Source extract
********************

When all that information had been imparted, Gretchen and I drove into the city to begin the first leg of our vacation, which involved positioning ourselves within a striking distance of JFK. Sunday evening drives into New York are usually prey to gridlock, since that is when so many weekenders return. But the snow had bottled up the City's weekenders, even the ones too stupid to know the best time to return, and it was clear sailing. Parking in Park Slope was also easy for some reason; many cars were buried under massive piles of snow though many cleared spaces were available, including one directly across 7th Avenue from Ray and Nancy's apartment, where we'd be spending the night.
Our hosts had cooked a sort of Thai-style dinner for us. But Ray couldn't stay long; he had to sequester himself to grade papers while the rest of us had a conversation that eventually lead us to a web collection of rhyming couplets encapsulating wisdom about the origins of everyday human flatulence. Most of these couplets assign "the blame" to the person who first drew attention to the sudden presence of a foul odor of intestinal origin, although one of them makes the claim that the person using such wisdom to deny the passing of gas is in fact the origin of said gas. Anyway, for some reason I found this web page an incredibly entertaining read, something I did out loud between gasps for air and belly aching guffaws.
Gretchen and I spent the night in Ray and Nancy's guest area, one of the "rooms" near the center of their shotgun apartment. The guest bed was a blow-up mattress with a built-in 120 volt pump.

********************

Material

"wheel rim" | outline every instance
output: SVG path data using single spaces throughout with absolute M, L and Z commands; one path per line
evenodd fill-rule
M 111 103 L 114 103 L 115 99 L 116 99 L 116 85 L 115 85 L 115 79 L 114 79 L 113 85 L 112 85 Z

********************

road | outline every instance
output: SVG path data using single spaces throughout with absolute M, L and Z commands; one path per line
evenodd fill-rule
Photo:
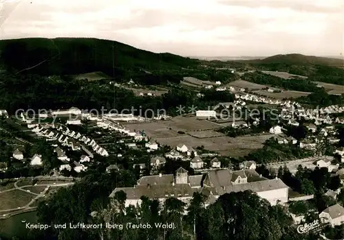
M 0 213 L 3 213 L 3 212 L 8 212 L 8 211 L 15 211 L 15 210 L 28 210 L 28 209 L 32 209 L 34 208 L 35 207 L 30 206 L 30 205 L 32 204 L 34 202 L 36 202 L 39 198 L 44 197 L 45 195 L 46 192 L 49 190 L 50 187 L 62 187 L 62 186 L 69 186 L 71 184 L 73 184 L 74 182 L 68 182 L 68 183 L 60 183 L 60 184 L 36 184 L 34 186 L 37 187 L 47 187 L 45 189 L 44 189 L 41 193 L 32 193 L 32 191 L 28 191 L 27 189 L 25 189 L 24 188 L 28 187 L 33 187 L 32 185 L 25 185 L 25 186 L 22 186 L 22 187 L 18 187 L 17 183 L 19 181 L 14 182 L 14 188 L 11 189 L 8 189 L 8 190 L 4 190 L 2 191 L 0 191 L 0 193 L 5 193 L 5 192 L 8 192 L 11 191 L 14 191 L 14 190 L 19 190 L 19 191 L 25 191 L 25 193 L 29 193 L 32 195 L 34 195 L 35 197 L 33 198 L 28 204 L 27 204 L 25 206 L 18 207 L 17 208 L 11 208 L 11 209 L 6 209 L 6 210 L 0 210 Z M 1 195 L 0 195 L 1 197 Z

********************

What you need to do
Return the words of the New York trip text from "Gretchen and I spent" up to and including "120 volt pump.", with no changes.

Written reply
Gretchen and I spent the night in Ray and Nancy's guest area, one of the "rooms" near the center of their shotgun apartment. The guest bed was a blow-up mattress with a built-in 120 volt pump.